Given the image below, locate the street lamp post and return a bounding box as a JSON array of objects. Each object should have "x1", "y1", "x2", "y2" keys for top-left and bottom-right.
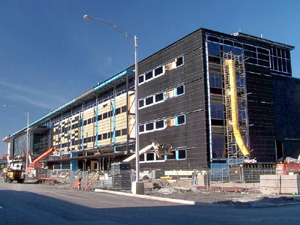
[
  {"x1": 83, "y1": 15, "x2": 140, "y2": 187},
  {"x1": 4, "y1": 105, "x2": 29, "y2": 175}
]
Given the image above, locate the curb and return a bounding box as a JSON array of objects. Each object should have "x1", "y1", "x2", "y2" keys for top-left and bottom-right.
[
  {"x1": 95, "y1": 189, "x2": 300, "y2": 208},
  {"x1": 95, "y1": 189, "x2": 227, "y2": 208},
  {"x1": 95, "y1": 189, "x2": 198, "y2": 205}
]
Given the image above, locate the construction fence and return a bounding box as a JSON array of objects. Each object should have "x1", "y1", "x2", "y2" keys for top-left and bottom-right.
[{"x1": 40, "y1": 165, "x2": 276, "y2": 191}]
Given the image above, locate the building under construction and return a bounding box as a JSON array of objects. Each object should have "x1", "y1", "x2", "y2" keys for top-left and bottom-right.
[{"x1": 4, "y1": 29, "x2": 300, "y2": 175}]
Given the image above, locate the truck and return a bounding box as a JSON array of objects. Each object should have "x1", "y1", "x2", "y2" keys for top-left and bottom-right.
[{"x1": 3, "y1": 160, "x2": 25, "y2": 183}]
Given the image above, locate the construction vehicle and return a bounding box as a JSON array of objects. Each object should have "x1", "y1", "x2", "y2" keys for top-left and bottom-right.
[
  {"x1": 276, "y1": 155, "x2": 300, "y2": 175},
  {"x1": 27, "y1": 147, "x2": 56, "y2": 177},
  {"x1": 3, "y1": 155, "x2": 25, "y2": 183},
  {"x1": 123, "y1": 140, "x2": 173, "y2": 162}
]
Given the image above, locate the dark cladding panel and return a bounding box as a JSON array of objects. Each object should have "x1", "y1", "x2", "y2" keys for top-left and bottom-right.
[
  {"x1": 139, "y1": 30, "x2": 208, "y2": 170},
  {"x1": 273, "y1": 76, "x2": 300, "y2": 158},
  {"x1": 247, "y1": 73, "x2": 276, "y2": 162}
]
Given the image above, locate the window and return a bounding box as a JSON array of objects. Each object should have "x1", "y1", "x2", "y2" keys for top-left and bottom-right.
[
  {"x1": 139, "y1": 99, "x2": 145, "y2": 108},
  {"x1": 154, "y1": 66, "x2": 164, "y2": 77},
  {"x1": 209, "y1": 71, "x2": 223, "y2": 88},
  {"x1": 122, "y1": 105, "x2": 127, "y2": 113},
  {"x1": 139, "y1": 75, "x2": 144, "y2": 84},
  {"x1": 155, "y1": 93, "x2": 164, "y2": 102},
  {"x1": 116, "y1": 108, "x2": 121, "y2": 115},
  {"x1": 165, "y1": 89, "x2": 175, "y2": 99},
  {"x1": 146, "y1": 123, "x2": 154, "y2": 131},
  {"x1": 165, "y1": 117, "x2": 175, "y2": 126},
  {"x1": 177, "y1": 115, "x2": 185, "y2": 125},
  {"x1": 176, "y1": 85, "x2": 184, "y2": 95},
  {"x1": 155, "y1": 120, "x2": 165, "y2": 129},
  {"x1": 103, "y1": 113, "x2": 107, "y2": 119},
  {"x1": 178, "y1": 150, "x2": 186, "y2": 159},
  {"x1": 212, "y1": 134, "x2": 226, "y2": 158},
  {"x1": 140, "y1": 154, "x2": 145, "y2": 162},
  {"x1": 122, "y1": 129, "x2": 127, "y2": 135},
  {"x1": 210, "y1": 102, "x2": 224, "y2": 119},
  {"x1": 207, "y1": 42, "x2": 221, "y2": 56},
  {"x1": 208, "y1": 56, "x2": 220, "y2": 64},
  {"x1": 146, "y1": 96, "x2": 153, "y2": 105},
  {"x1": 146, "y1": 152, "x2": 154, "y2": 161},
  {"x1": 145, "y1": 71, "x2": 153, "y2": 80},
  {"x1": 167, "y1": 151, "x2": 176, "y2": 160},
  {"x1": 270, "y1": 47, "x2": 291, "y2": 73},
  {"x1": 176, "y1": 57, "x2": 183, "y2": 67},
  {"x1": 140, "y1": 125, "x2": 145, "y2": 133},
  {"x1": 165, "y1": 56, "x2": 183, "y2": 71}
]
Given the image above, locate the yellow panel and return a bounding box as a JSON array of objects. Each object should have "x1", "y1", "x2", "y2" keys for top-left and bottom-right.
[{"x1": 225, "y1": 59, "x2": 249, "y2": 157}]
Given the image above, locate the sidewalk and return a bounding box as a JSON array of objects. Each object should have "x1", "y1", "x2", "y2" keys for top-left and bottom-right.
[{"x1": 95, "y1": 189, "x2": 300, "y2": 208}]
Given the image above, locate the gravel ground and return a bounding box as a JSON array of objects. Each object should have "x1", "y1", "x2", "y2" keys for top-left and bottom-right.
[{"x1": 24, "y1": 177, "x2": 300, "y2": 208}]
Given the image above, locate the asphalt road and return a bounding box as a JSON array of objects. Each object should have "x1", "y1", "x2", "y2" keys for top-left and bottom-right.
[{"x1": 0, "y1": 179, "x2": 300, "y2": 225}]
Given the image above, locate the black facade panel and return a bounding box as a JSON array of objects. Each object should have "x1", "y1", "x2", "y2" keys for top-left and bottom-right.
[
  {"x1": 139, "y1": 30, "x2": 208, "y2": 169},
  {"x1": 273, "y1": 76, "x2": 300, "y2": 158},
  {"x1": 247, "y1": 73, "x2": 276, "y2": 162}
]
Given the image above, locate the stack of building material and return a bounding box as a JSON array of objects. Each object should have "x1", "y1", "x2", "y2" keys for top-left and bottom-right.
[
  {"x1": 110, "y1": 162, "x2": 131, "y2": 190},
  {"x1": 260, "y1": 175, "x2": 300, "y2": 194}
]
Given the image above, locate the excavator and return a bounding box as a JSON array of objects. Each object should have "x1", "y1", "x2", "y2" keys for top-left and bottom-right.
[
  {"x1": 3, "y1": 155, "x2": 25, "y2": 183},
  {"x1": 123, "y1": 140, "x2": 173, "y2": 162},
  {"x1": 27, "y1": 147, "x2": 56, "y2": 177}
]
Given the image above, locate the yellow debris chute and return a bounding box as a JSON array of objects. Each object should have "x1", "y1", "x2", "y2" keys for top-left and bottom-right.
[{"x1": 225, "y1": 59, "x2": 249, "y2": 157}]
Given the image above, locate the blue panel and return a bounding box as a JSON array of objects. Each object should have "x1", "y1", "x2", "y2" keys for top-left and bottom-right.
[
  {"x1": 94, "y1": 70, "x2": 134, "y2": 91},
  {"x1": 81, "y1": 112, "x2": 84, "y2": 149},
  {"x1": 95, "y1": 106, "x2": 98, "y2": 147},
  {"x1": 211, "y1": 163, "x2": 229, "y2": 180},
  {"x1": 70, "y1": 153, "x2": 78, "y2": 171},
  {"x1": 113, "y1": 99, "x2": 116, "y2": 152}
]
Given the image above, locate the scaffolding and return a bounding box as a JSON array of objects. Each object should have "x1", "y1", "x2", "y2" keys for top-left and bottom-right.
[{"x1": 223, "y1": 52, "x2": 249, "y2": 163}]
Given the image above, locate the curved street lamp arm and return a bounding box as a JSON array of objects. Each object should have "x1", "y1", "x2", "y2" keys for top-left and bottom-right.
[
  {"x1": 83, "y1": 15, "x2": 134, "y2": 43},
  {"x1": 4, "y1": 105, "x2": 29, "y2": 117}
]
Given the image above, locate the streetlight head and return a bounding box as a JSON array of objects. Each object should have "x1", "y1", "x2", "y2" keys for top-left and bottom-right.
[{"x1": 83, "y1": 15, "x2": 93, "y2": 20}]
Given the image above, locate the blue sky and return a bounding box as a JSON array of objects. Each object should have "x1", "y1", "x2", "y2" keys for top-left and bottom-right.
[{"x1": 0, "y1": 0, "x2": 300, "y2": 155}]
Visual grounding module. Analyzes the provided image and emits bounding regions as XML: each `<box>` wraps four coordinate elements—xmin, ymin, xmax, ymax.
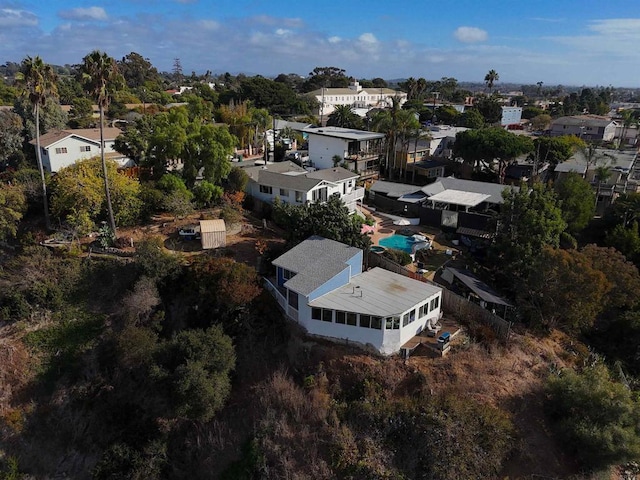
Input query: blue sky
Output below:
•••••
PROBLEM STATEMENT: List every line of the records above that contains the word "yellow", copying each one in full.

OUTPUT OF THE TASK:
Given the image above, locate the yellow panel and return a bounding box as a JSON array of objects. Each object should have "x1", "y1", "x2", "y2" keys for top-left and bottom-right.
Given the image above, locate the yellow debris chute and return a bounding box as a JSON array of objects. Each object should have "x1", "y1", "x2", "y2" keys for top-left and bottom-right.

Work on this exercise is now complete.